The problem. Each line from the opening of the records that follow to the line with "drop a point: the painted boat on canvas" needs to be written out exactly. Add nothing.

*** Material supplied ***

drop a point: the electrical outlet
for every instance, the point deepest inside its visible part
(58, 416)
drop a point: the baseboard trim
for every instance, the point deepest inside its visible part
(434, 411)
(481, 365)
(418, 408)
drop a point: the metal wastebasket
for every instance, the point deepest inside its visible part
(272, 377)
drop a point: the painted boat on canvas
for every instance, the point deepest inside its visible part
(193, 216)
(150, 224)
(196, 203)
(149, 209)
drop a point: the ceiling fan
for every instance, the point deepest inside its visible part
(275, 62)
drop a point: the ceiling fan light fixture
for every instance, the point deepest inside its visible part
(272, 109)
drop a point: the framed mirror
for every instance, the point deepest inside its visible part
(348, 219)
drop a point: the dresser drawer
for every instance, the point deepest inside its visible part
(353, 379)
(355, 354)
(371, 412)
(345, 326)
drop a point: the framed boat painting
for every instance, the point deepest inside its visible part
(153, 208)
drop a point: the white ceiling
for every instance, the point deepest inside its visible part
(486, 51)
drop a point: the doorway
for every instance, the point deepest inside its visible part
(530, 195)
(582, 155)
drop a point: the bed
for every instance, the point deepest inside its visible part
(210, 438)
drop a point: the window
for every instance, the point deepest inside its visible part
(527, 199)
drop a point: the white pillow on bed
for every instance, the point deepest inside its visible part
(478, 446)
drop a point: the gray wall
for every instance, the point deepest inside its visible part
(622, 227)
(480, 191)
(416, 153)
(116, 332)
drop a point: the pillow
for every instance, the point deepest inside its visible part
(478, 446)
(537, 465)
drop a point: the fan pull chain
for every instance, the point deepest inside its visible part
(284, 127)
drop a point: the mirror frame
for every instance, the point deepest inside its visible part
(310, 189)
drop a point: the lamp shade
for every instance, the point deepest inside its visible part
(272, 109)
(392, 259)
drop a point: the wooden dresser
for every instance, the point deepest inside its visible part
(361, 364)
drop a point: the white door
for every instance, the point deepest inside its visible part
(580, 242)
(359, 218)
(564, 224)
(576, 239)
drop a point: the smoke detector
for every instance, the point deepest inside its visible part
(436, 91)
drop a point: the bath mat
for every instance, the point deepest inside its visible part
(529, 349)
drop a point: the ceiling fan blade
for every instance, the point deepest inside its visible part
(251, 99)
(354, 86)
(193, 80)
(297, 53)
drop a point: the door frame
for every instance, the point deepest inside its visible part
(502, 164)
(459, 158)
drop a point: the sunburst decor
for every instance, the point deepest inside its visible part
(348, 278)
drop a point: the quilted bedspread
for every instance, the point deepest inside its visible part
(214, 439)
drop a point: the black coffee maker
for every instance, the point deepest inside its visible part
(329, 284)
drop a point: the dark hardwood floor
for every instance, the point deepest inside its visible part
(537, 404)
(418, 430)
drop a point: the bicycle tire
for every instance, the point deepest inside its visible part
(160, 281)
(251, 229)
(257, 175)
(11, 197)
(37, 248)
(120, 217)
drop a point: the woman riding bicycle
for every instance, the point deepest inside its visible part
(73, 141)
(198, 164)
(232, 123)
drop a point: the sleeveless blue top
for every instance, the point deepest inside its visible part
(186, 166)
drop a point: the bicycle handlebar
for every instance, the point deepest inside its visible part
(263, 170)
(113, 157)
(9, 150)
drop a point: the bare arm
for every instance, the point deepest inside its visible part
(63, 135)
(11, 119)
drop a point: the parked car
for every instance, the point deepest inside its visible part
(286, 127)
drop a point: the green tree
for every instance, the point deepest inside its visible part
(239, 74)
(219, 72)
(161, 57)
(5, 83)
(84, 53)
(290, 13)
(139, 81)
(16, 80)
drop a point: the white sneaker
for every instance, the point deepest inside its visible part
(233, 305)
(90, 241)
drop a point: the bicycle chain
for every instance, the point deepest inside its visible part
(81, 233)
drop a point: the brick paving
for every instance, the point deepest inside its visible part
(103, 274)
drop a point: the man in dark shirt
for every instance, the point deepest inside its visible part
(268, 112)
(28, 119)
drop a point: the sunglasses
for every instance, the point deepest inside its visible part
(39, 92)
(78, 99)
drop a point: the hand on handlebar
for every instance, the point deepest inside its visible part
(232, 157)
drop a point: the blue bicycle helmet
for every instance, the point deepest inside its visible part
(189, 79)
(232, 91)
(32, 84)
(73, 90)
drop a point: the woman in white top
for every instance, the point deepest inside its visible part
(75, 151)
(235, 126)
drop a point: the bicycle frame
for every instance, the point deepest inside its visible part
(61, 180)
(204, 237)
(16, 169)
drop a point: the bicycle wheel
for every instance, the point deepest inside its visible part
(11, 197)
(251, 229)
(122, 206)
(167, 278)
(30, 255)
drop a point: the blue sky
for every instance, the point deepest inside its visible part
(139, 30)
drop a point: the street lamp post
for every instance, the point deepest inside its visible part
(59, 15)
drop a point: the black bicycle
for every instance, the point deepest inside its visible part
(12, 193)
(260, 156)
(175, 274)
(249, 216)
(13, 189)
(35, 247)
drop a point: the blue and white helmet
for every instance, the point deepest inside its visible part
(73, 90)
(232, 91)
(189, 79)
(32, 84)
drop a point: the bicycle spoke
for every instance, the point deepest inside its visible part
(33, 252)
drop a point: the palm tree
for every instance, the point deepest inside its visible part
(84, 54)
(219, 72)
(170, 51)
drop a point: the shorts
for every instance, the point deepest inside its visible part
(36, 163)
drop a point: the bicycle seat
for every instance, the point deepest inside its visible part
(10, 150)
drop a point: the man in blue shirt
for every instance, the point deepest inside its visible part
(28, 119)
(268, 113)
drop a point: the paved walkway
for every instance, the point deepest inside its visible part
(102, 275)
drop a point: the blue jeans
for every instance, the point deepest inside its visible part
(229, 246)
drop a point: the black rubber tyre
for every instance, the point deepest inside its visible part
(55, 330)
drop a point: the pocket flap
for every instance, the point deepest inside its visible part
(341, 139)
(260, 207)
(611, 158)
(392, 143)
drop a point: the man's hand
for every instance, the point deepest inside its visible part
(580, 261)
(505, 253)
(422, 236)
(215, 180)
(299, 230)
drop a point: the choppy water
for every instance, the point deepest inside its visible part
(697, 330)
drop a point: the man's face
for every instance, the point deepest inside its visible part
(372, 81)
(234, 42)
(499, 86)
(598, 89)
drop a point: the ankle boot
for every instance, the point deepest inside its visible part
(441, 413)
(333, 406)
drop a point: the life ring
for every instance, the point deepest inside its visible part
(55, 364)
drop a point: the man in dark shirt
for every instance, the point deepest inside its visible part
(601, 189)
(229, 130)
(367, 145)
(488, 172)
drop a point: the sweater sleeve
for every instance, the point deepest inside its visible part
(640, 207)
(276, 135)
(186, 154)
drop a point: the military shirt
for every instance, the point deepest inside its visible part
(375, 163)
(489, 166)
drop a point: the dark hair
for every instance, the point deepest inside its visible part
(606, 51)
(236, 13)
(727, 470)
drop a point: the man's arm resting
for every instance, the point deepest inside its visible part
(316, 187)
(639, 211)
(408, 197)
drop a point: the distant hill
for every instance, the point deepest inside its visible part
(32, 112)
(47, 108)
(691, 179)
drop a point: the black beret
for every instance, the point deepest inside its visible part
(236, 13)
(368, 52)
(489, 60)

*** End of Material supplied ***

Answer to the problem.
drop a point: the electrical outlet
for every instance, the point deepest inside its visible part
(58, 416)
drop a point: the baseboard trim
for every instance, the point deepest inside its visible part
(434, 411)
(481, 365)
(418, 408)
drop a point: the metal wastebasket
for every instance, the point deepest inside its visible part
(272, 377)
drop a point: the painted boat on canvas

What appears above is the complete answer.